======== Text shown ========

You are here

Harvest Hill public golf course
[Click Picture to Enlarge]
[Click Picture to Enlarge]
[Click Picture to Enlarge]
[Click Picture to Enlarge]
[Click Picture to Enlarge]
[Click Picture to Enlarge]
[Click Picture to Enlarge]

A Farm Inspired Design

Written by Rachel Dobiesz
Imagery by Sandra Kicman

When Ross Cellino bought Harvest Hill public golf course on Transit Road in Orchard Park in October of 2012, he wanted to build a clubhouse that would fit the existing environment and give a nod to the land’s prior life as a working farm.
    “What we wanted to do was make the clubhouse feel like it was part of the original intent,” he said.
    Designed by Dr. Michael Hurdzan, the 7,010-yard hybrid course features an 18-hole course, a three-hole family course, and a practice facility.  Accompanying the bent grass fairways, bunkers and greens are plenty of natural features, including wetlands, woodlands, and an abundance of heather. It isn’t hard to imagine the working farmland that occupied the space prior to 2006, when the course first opened.
    To bring his vision to life, Cellino hired architect Charles Gordon and interior designer Carol Schaper. 
    “I knew the quality that I was going to be dealing with and what their skill level was and, frankly, I feel like both of them are exceptionally skilled artisans,” said Cellino. “I had that track record to work off of.”
    Gordon and Schaper created a clubhouse that, inside and out, reflects Harvest Hill’s farmland setting. The exterior of the building is formed from heavy timber and is one of four structures – a clubhouse, a tournament pavilion, and two cart barns – that flow together to frame the golf course.
    “We drew inspiration from farmhouses and farm complexes that have silos and simple barnlike structures,” said Gordon.
     The clubhouse building, which houses the Pro Shop and Rooth’s
Sky-Lite restaurant, sits on high ground close to the course. It is glazed on both sides, so that golfers can immediately see the 18th green when they enter the clubhouse.
    One of the most important aspects of the structure is the silo, which sits above the Pro Shop and houses a massive fan that is visible from the interior of the building. Although the silo is non-functioning, the feature creates a barnlike feel to the building and is a landmark for golfers coming in from the course or approaching the structure from the parking lot. An arbor between the clubhouse and pavilion frames the view of the course when golfers are approaching from the parking lot,
    “When you’re playing golf coming up on number 18, you get to look up at that silo that’s built into the clubhouse,” said Cellino. “It has a really neat look as you make your way toward the 18th hole.”
    In the spirit of self-sufficiency, solar panels sit atop both cart barn structures. Although they don’t eliminate the need for traditional electricity entirely, Cellino said that he wanted to add an eco-friendly component to the project and even considered a windmill before settling on the panels.

========

Problem details
Do these statements agree with the article on the Harvest Hill clubhouse? For each, answer yes or no and quote the deciding words. 1. The golf course first opened in 2006. 2. The silo above the Pro Shop is a working silo. 3. The solar panels sit on top of the clubhouse.

======== Information supplied ========

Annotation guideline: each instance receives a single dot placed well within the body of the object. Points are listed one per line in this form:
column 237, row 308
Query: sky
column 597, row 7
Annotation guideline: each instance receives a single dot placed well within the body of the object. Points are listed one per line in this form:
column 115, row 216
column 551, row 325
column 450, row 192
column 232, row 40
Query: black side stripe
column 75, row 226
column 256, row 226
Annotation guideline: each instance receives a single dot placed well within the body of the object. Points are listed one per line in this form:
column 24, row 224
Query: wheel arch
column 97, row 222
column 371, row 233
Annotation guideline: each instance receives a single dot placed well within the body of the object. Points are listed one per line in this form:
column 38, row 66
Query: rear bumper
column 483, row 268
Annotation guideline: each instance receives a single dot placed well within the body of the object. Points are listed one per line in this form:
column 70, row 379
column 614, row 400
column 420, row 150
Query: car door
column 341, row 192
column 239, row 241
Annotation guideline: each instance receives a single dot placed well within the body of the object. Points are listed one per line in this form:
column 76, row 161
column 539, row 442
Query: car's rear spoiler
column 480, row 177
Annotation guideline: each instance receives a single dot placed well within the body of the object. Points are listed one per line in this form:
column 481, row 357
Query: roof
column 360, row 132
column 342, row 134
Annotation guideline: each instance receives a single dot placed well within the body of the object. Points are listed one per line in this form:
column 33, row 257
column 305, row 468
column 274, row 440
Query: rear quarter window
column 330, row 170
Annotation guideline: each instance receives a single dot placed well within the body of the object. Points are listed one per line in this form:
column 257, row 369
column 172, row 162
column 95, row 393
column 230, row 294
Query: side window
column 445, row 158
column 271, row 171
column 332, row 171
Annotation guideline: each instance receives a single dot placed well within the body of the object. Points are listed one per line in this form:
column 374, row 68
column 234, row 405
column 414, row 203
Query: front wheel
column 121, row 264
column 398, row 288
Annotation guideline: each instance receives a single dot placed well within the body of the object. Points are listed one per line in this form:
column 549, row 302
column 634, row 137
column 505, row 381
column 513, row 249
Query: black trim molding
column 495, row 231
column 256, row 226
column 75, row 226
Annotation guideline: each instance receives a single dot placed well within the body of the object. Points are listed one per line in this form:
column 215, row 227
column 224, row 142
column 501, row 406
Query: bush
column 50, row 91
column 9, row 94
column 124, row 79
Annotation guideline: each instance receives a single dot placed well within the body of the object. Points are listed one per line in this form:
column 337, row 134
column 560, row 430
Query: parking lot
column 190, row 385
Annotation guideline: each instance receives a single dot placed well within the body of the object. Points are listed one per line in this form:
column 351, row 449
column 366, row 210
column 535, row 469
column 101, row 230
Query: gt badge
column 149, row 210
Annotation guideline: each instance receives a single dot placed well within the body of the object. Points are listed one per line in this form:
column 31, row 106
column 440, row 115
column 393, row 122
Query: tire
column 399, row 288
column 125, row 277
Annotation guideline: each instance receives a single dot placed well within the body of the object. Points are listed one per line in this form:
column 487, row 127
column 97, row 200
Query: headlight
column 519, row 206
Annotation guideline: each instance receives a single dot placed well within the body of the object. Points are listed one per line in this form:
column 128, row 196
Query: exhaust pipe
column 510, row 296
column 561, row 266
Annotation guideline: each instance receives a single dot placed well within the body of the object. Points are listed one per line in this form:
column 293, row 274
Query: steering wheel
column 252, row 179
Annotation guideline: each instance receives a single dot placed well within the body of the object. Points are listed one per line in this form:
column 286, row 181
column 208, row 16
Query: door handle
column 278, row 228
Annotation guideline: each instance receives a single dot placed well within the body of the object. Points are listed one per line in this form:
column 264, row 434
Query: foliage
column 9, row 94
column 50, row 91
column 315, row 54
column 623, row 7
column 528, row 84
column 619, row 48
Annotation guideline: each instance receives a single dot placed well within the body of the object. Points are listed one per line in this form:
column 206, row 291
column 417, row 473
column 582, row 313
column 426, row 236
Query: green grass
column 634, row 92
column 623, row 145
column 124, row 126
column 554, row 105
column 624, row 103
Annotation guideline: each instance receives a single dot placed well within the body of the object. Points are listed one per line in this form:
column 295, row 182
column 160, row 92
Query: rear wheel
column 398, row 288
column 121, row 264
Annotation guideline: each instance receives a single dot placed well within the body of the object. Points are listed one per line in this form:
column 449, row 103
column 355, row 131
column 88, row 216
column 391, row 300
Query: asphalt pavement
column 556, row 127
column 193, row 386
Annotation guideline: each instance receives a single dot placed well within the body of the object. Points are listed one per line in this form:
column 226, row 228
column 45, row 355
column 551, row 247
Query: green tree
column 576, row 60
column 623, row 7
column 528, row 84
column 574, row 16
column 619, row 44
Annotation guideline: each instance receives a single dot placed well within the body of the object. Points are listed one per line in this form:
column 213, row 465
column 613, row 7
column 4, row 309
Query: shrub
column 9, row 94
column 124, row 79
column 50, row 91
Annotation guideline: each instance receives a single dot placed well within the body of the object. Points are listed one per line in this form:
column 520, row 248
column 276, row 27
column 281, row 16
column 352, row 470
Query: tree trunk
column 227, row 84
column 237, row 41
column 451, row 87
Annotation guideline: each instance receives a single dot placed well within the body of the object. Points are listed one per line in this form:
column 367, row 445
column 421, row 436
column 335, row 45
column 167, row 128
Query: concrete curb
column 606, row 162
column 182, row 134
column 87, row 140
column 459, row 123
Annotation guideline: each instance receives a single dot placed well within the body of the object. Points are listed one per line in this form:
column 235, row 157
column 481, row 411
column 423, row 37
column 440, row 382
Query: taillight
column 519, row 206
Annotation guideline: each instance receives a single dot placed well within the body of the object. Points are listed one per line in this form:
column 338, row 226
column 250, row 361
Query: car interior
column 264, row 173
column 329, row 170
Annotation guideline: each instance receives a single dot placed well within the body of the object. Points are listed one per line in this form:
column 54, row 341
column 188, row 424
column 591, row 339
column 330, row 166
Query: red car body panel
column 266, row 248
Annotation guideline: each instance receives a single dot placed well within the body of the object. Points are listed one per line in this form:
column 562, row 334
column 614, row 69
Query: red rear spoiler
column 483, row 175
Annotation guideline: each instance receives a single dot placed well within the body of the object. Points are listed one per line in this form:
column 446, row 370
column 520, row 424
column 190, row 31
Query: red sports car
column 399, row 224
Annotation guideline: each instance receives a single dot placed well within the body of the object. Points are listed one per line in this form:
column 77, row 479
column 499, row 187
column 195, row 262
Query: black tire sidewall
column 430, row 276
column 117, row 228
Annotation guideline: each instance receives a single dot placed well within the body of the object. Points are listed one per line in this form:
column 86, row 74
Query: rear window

========

Result of this task
1. Yes: "prior to 2006, when the course first opened"
2. No: "Although the silo is non-functioning"
3. No: "solar panels sit atop both cart barn structures"